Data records
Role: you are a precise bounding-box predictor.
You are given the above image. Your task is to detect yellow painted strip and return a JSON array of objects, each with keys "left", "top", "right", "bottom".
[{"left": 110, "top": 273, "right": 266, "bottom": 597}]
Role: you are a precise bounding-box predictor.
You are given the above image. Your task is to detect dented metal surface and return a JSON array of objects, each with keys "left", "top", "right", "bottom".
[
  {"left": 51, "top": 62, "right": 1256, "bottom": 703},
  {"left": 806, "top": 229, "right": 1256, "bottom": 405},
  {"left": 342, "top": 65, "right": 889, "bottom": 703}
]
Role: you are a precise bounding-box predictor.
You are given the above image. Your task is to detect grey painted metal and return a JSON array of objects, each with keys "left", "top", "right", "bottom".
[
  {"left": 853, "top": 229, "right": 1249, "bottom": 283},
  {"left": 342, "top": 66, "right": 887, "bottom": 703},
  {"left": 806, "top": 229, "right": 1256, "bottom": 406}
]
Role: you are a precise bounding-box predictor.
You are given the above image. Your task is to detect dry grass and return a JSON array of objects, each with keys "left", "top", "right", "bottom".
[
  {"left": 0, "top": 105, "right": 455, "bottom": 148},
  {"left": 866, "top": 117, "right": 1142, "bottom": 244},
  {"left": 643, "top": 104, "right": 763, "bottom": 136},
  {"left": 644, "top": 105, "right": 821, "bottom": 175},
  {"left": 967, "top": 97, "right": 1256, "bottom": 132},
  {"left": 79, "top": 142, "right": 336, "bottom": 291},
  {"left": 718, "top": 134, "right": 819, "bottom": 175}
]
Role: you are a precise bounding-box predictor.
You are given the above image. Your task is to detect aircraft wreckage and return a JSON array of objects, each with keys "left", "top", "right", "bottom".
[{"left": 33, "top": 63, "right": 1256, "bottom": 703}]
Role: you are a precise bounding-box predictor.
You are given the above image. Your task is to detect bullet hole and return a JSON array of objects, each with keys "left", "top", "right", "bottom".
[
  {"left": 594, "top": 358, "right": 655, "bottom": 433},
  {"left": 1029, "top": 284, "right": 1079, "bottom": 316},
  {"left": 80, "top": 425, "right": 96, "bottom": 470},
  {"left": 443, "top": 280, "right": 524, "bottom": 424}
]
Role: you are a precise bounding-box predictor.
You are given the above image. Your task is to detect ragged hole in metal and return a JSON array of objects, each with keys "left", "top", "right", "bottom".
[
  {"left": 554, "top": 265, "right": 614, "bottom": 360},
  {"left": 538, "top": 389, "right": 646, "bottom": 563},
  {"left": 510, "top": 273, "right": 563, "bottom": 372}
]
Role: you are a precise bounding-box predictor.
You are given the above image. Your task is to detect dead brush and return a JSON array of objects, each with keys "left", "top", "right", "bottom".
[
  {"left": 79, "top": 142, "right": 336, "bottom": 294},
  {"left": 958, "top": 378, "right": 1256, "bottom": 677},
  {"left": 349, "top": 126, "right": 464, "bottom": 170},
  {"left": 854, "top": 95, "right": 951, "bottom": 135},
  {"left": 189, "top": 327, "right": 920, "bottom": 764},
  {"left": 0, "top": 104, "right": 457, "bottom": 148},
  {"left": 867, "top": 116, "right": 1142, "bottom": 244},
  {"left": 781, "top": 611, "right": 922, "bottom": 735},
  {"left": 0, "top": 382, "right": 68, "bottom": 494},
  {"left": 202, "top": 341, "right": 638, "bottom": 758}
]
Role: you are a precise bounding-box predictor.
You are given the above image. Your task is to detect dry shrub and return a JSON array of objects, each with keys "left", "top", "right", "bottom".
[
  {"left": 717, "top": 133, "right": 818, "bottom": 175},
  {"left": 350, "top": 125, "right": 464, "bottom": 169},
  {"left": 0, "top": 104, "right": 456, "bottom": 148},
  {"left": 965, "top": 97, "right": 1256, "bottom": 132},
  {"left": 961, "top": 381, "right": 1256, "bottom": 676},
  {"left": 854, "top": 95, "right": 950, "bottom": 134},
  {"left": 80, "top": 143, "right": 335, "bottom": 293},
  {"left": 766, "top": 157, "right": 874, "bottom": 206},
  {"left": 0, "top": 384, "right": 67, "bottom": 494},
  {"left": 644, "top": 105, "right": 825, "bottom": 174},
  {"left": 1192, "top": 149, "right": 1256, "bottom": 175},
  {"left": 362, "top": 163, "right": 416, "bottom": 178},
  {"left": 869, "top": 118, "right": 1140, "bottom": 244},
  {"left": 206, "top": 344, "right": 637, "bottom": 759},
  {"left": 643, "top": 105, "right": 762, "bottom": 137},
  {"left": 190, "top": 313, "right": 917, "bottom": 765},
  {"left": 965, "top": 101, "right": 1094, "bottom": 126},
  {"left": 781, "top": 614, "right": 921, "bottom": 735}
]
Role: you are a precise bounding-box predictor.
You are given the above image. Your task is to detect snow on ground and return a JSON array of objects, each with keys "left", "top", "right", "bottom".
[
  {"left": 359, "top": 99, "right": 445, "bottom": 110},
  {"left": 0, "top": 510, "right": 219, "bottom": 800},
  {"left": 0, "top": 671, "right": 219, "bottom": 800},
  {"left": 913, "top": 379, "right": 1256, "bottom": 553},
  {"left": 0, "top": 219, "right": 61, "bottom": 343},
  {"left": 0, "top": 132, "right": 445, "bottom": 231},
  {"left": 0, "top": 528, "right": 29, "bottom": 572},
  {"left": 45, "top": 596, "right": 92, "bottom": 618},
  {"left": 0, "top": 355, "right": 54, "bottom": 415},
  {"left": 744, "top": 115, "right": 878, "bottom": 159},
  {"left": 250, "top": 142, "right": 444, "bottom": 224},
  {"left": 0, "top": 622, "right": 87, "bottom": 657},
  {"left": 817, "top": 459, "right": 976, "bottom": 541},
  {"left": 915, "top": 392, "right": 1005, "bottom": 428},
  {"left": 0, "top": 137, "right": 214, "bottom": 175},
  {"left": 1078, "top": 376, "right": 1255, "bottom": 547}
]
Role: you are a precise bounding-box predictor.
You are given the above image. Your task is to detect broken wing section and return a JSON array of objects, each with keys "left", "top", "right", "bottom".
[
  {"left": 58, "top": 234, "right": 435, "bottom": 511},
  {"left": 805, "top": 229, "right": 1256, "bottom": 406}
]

- **YOUR ASSIGNMENT**
Copy out every entry again, exactly as it was given.

- **EXERCISE OUTPUT**
Role: you are a precise bounding-box predictor.
You are given the above image. Your task is to detect yellow painted strip and return a JSON array of objects, each with keys "left", "top", "right", "bottom".
[{"left": 110, "top": 273, "right": 266, "bottom": 597}]
Role: you are a precise bounding-box predictor.
You are given the above image. Your task is to detect dented metal surface and return a JSON array of objects, each with keys "left", "top", "right", "bottom".
[
  {"left": 51, "top": 62, "right": 1256, "bottom": 703},
  {"left": 806, "top": 229, "right": 1256, "bottom": 405},
  {"left": 342, "top": 65, "right": 889, "bottom": 703}
]
Role: you are a precise bounding-box predictor.
You are given the above image. Your task is to detect grey painted metal and return a JSON array of objects, each with keys "left", "top", "right", "bottom".
[
  {"left": 853, "top": 229, "right": 1249, "bottom": 283},
  {"left": 342, "top": 66, "right": 887, "bottom": 703},
  {"left": 806, "top": 229, "right": 1256, "bottom": 406}
]
Role: you are a precise bounding-box predictor.
You are given the above image. Your task is to detect dry grass and return a JSON array of objects, each with keys "left", "top", "right", "bottom".
[
  {"left": 0, "top": 105, "right": 455, "bottom": 148},
  {"left": 866, "top": 117, "right": 1142, "bottom": 244},
  {"left": 643, "top": 104, "right": 763, "bottom": 136},
  {"left": 644, "top": 105, "right": 821, "bottom": 175},
  {"left": 967, "top": 97, "right": 1256, "bottom": 132},
  {"left": 79, "top": 142, "right": 336, "bottom": 291},
  {"left": 718, "top": 134, "right": 819, "bottom": 175}
]
Role: you are a precise bounding-box predictor.
You are given the above image. Your task is to detect aircraft wreckage and return a JSON array of objects, each with keys "left", "top", "right", "bottom".
[{"left": 33, "top": 63, "right": 1256, "bottom": 703}]
Role: you are a precise bounding-box predictor.
You are given the above image. Your task is to detect bullet hole and return a JSON array of objects, each with keys "left", "top", "right", "bottom".
[
  {"left": 594, "top": 358, "right": 655, "bottom": 433},
  {"left": 1029, "top": 284, "right": 1079, "bottom": 316},
  {"left": 80, "top": 425, "right": 96, "bottom": 470},
  {"left": 443, "top": 280, "right": 524, "bottom": 424}
]
Role: you are a precise bounding-box predictor.
You are given the above image. Your task is to detect ragged hole in metal and return a JSON array of objects, each with keys "left", "top", "right", "bottom".
[
  {"left": 554, "top": 265, "right": 614, "bottom": 360},
  {"left": 538, "top": 389, "right": 646, "bottom": 563},
  {"left": 510, "top": 273, "right": 563, "bottom": 372}
]
Role: you are a precise bounding-box predictor.
You are given the above image. Your task is to detect dead brush and return a JSON array of objects, each with keys "left", "top", "right", "bottom".
[
  {"left": 79, "top": 142, "right": 336, "bottom": 294},
  {"left": 958, "top": 378, "right": 1256, "bottom": 677},
  {"left": 349, "top": 126, "right": 464, "bottom": 170},
  {"left": 854, "top": 95, "right": 951, "bottom": 135},
  {"left": 189, "top": 327, "right": 920, "bottom": 764},
  {"left": 0, "top": 104, "right": 457, "bottom": 148},
  {"left": 867, "top": 116, "right": 1142, "bottom": 244},
  {"left": 781, "top": 611, "right": 922, "bottom": 735},
  {"left": 0, "top": 382, "right": 68, "bottom": 494},
  {"left": 202, "top": 341, "right": 638, "bottom": 758}
]
Role: you are a precise bounding-box predictor.
You are given the above image. Your task is to detect dry shrub and return a JSON array of objects, each with keys "left", "top", "right", "bottom".
[
  {"left": 717, "top": 133, "right": 818, "bottom": 175},
  {"left": 350, "top": 125, "right": 464, "bottom": 169},
  {"left": 0, "top": 104, "right": 456, "bottom": 148},
  {"left": 965, "top": 97, "right": 1256, "bottom": 132},
  {"left": 961, "top": 381, "right": 1256, "bottom": 676},
  {"left": 854, "top": 95, "right": 950, "bottom": 134},
  {"left": 80, "top": 143, "right": 335, "bottom": 293},
  {"left": 766, "top": 157, "right": 874, "bottom": 206},
  {"left": 0, "top": 384, "right": 67, "bottom": 494},
  {"left": 644, "top": 105, "right": 825, "bottom": 174},
  {"left": 1192, "top": 149, "right": 1256, "bottom": 175},
  {"left": 362, "top": 163, "right": 416, "bottom": 178},
  {"left": 869, "top": 118, "right": 1140, "bottom": 244},
  {"left": 206, "top": 344, "right": 637, "bottom": 759},
  {"left": 643, "top": 105, "right": 762, "bottom": 137},
  {"left": 190, "top": 313, "right": 917, "bottom": 765},
  {"left": 965, "top": 101, "right": 1094, "bottom": 126},
  {"left": 781, "top": 614, "right": 921, "bottom": 735}
]
Role: you are a precise bounding-box predictor.
You are given the above image. Your task is to detect snow on ground and return a JSON array of objects, each with keys "left", "top", "right", "bottom".
[
  {"left": 359, "top": 99, "right": 445, "bottom": 110},
  {"left": 0, "top": 510, "right": 219, "bottom": 800},
  {"left": 0, "top": 671, "right": 219, "bottom": 800},
  {"left": 913, "top": 379, "right": 1256, "bottom": 553},
  {"left": 0, "top": 219, "right": 61, "bottom": 343},
  {"left": 0, "top": 132, "right": 445, "bottom": 231},
  {"left": 0, "top": 528, "right": 29, "bottom": 572},
  {"left": 45, "top": 596, "right": 92, "bottom": 618},
  {"left": 0, "top": 355, "right": 54, "bottom": 415},
  {"left": 744, "top": 115, "right": 878, "bottom": 159},
  {"left": 250, "top": 142, "right": 444, "bottom": 224},
  {"left": 0, "top": 622, "right": 87, "bottom": 657},
  {"left": 817, "top": 459, "right": 976, "bottom": 541},
  {"left": 915, "top": 392, "right": 1005, "bottom": 428},
  {"left": 0, "top": 137, "right": 214, "bottom": 175},
  {"left": 1078, "top": 376, "right": 1255, "bottom": 547}
]
Role: you are a precise bounding-box predictor.
You are given the above image. Your task is to detect broken wing section and return a JSON array of objects, each with keys "left", "top", "right", "bottom".
[
  {"left": 58, "top": 234, "right": 435, "bottom": 511},
  {"left": 805, "top": 229, "right": 1256, "bottom": 406}
]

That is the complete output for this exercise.